Stored dataset rows

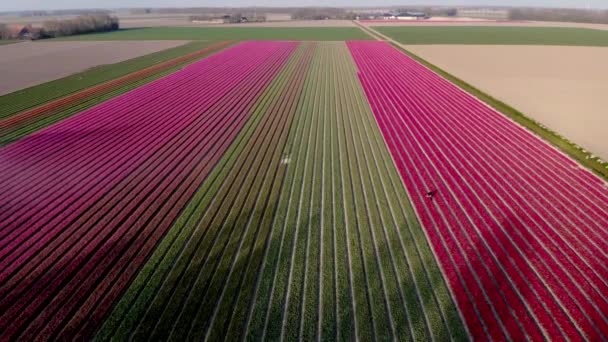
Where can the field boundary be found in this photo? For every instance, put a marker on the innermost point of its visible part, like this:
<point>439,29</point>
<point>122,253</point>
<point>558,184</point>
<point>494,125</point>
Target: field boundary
<point>20,124</point>
<point>563,144</point>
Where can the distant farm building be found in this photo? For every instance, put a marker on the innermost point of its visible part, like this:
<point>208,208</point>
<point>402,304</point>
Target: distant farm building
<point>484,13</point>
<point>405,16</point>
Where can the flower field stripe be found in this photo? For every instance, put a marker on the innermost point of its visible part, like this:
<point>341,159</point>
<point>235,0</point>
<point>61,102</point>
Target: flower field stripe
<point>302,230</point>
<point>536,242</point>
<point>77,281</point>
<point>204,221</point>
<point>283,296</point>
<point>24,123</point>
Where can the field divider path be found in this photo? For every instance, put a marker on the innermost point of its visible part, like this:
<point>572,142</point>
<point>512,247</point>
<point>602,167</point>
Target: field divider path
<point>48,306</point>
<point>26,122</point>
<point>226,218</point>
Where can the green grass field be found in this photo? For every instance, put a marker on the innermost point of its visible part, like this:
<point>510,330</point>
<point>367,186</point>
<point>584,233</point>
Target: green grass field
<point>17,102</point>
<point>230,33</point>
<point>302,231</point>
<point>489,35</point>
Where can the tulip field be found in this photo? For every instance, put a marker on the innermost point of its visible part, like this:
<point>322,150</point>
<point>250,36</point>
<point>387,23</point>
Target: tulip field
<point>282,190</point>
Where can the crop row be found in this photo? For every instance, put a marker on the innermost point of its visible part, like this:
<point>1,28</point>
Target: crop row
<point>302,231</point>
<point>517,227</point>
<point>26,122</point>
<point>87,200</point>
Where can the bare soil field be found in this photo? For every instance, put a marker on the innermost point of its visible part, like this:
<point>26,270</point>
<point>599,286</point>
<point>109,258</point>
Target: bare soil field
<point>31,63</point>
<point>142,21</point>
<point>480,22</point>
<point>563,88</point>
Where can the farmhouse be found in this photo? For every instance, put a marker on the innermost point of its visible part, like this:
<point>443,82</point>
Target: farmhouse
<point>405,16</point>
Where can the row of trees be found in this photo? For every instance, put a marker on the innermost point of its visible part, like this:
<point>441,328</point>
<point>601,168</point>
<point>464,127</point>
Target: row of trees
<point>59,28</point>
<point>565,15</point>
<point>81,24</point>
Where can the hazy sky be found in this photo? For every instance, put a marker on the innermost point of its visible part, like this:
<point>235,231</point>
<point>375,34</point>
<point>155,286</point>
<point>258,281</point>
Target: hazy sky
<point>12,5</point>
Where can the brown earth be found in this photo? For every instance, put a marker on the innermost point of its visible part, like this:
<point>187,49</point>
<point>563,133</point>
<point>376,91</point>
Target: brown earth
<point>31,63</point>
<point>563,88</point>
<point>131,22</point>
<point>481,22</point>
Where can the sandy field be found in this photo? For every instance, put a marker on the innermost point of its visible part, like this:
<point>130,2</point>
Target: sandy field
<point>30,63</point>
<point>477,22</point>
<point>130,22</point>
<point>564,88</point>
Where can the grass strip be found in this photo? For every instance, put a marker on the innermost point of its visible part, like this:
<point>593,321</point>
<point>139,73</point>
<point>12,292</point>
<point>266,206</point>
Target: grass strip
<point>496,35</point>
<point>229,33</point>
<point>584,157</point>
<point>16,102</point>
<point>143,310</point>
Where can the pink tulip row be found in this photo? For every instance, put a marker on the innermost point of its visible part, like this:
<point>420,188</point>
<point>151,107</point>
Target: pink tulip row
<point>519,229</point>
<point>86,200</point>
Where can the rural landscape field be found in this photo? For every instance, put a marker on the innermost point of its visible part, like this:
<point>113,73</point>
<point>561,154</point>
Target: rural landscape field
<point>291,180</point>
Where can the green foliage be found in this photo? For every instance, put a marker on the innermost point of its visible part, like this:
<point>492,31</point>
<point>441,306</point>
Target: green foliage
<point>230,33</point>
<point>303,228</point>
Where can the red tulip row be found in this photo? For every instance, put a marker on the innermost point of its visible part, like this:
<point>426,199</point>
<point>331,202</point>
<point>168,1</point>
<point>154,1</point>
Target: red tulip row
<point>86,201</point>
<point>519,230</point>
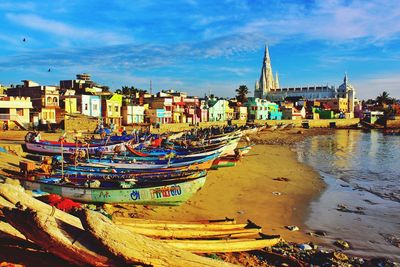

WHAT TO PRODUCE:
Write every line of the rows above as a numbered list, skipping blank lines and leaving out the pictures.

FINISHED TASK:
1. Where can the field boundary be found in this photo? For every instance, put a marker on the innermost point of its visible part, like this:
2. <point>439,29</point>
3. <point>122,253</point>
4. <point>558,184</point>
5. <point>494,125</point>
6. Target: field boundary
7. <point>20,124</point>
8. <point>563,144</point>
9. Where can the distant farm building be found in this photo? For every instance, put a marker on the innermost point of its visible part, like this:
10. <point>208,208</point>
11. <point>402,304</point>
12. Target: distant farm building
13. <point>484,13</point>
14. <point>405,16</point>
15. Where can the flower field stripe be found in this photo? For every instance, put a marker on the innermost point of its visible part, like this:
16. <point>341,159</point>
17. <point>235,0</point>
18. <point>61,102</point>
19. Target: flower field stripe
20. <point>302,230</point>
21. <point>536,242</point>
22. <point>77,281</point>
23. <point>204,221</point>
24. <point>283,296</point>
25. <point>24,123</point>
26. Where can the field divider path be found in this photo? For every instance, put a marker on the innermost point of its visible part, like this:
27. <point>572,142</point>
28. <point>512,247</point>
29. <point>602,167</point>
30. Target: field divider path
31. <point>48,306</point>
32. <point>26,122</point>
33. <point>226,218</point>
34. Where can the green grass field be found in this photo? For every instance, put a marker on the innermost point of its visible part, like this:
35. <point>510,330</point>
36. <point>367,186</point>
37. <point>584,233</point>
38. Target: green grass field
39. <point>17,102</point>
40. <point>230,33</point>
41. <point>302,231</point>
42. <point>489,35</point>
43. Where can the tulip field be found in this photo? For every instance, put a marker on the innermost point of its visible part, like this:
44. <point>322,150</point>
45. <point>250,36</point>
46. <point>387,23</point>
47. Target: tulip field
48. <point>282,190</point>
49. Where can the crop row be found in this photo? For every instance, put a marker on the innermost point of its visible part, like this:
50. <point>1,28</point>
51. Target: crop row
52. <point>302,231</point>
53. <point>517,227</point>
54. <point>26,122</point>
55. <point>87,200</point>
56. Where can the bare soil field be found in this photo? For every instance, put a marker on the innermost point of its visible part, like this:
57. <point>26,270</point>
58. <point>599,286</point>
59. <point>109,258</point>
60. Target: bare soil field
61. <point>31,63</point>
62. <point>142,21</point>
63. <point>480,22</point>
64. <point>563,88</point>
65. Where can the farmhouse be found in this photo? For every instance, put a marker on the innermost point of its visible part, like this:
66. <point>443,82</point>
67. Target: farmhouse
68. <point>405,16</point>
69. Where can the row of trees be found in this photo? For every instance, put a marker on the innermost point of its visible part, like this:
70. <point>441,328</point>
71. <point>601,168</point>
72. <point>464,127</point>
73. Target: row of trees
74. <point>59,28</point>
75. <point>565,15</point>
76. <point>81,24</point>
77. Where can the hazy sky be found in this photo? For every instance, put a marker on the innermost point of its visible part, like this:
78. <point>235,231</point>
79. <point>375,34</point>
80. <point>155,286</point>
81. <point>258,281</point>
82. Target: hazy sky
83. <point>12,5</point>
84. Where can the brown earth be found in this photo? For every instance, put a marker on the innermost point of its visible part, like this:
85. <point>187,49</point>
86. <point>563,133</point>
87. <point>376,91</point>
88. Target: brown earth
89. <point>31,63</point>
90. <point>563,88</point>
91. <point>131,22</point>
92. <point>481,22</point>
93. Where can the sandy field be found in this photo? For every instance, put a marker on the innermost point of its visible part, like this:
94. <point>130,2</point>
95. Target: sandy field
96. <point>30,63</point>
97. <point>477,22</point>
98. <point>130,22</point>
99. <point>564,88</point>
100. Where can the grass strip be found in this photo? For every instance, put a marker on the innermost point of its visible part, like this:
101. <point>593,321</point>
102. <point>139,73</point>
103. <point>12,292</point>
104. <point>266,206</point>
105. Target: grass strip
106. <point>496,35</point>
107. <point>229,33</point>
108. <point>584,157</point>
109. <point>16,102</point>
110. <point>143,310</point>
111. Where can the pink tulip row be found in this photo? For every instance, put a marker on the innermost point of its visible part, like this:
112. <point>420,188</point>
113. <point>151,107</point>
114. Target: pink tulip row
115. <point>519,229</point>
116. <point>86,200</point>
117. Where can the rural landscape field be found in this photo? For every instance, put a marker on the innermost point of its visible part, like this:
118. <point>113,73</point>
119. <point>561,154</point>
120. Target: rural landscape field
121. <point>291,180</point>
122. Where can the green foliage be found in this photo? For every instance, put a marker on the innermost point of its visible part, like this:
123. <point>492,31</point>
124. <point>441,306</point>
125. Target: green foliage
126. <point>230,33</point>
127. <point>303,228</point>
128. Where can the red tulip row be found in this photo? For every instance, put a marker on the innermost point of its visible part, like this:
129. <point>426,199</point>
130. <point>331,202</point>
131. <point>168,1</point>
132. <point>154,1</point>
133. Target: red tulip row
134. <point>86,201</point>
135. <point>519,230</point>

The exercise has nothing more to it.